DICHOTOMY 16: TRASH
This issue marks a creative alternative to the traditional format of Dichotomy. Dichotomy 16 is a double issue, tackling two very different topics in architectural discourse: trash, and edges and margins.
The issue on this side, Trash, will certainly provoke interest. As both our awareness and understanding of ecology grows, we must also consider those objects and places we have already discarded. We are also concerned with those things that we produce as waste. David KoukaI’s Detroit Detritus, explains the phenomenology of litter and abandonment, and characterizes its daily interaction with our consciousness - as it applies to the physical scale of architecture, place, and city. Found In Translation: The Hunt for an Absent Landscape is Beth Blostein’s proposal for re-integration of trashed landscape at a quarry site. Implementing the application of ecology to the site, she introduces a second landscape which will interact with the existing, helping to mend the scars of human influence.

Material provided:
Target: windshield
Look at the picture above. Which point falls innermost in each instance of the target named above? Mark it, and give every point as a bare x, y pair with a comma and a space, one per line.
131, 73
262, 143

Exercise description: Continue the introduction to the Trash issue of Dichotomy 16 from its last sentence.

Exercise response:
Contributor
David Koukal: DETROIT DETRITUS
Beth Blostein: FOUND IN TRANSLATION: THE HUNT FOR AN ABSENT LANDSCAPE
Dan Faoro: CONTEMPORARY MOVEMENT: EXAMINING THE USE OF MATERIALS IN ARCHITECTURE AND THE VISUAL ARTS
Michael Ermann: SHIFTING EDGES: BEACH TOWN URBANISM
Ronit Eisenbach: FILUM AQUAE: THE THREAD OF THE STREAM
Lateral Architecture: FLATSPACE: NINE NETWORKS OF INFRASTRUCTURAL LANDSCAPE
Barabara Rosenthal: HOUSES AND PEOPLE ON THE EDGE
Contemporary Movements: Examining the Use of Materials in Architecture and the Visual Arts defines the many notions of materials and culture. Dan Faoro outlines much of the cultural influence on the subject as well as the many historical responses to materials including those regarded as trash. He also delves into other topics such as recycling, re-use, and adaptation as they apply both to architecture and society as a whole, providing a strong basis for knowledge and application of sustainable concepts. From pizza boxes to strip mines, each of these pieces provides new understanding that we may apply to our future decisions in the realm of trash and waste.
The reverse side, Edges and Margins, thoughtfully composes a series of submissions interpreting the condition of edge and their adjacent bodies of space. These authors attempt to organize or define these complex conditions that define our physical landscape, providing insight into understanding what is particularly interesting about this context. Our physical and conscious interaction with edges and their margins, as well as our attempts to analyze and reorder these spaces, are fascinating dialogues.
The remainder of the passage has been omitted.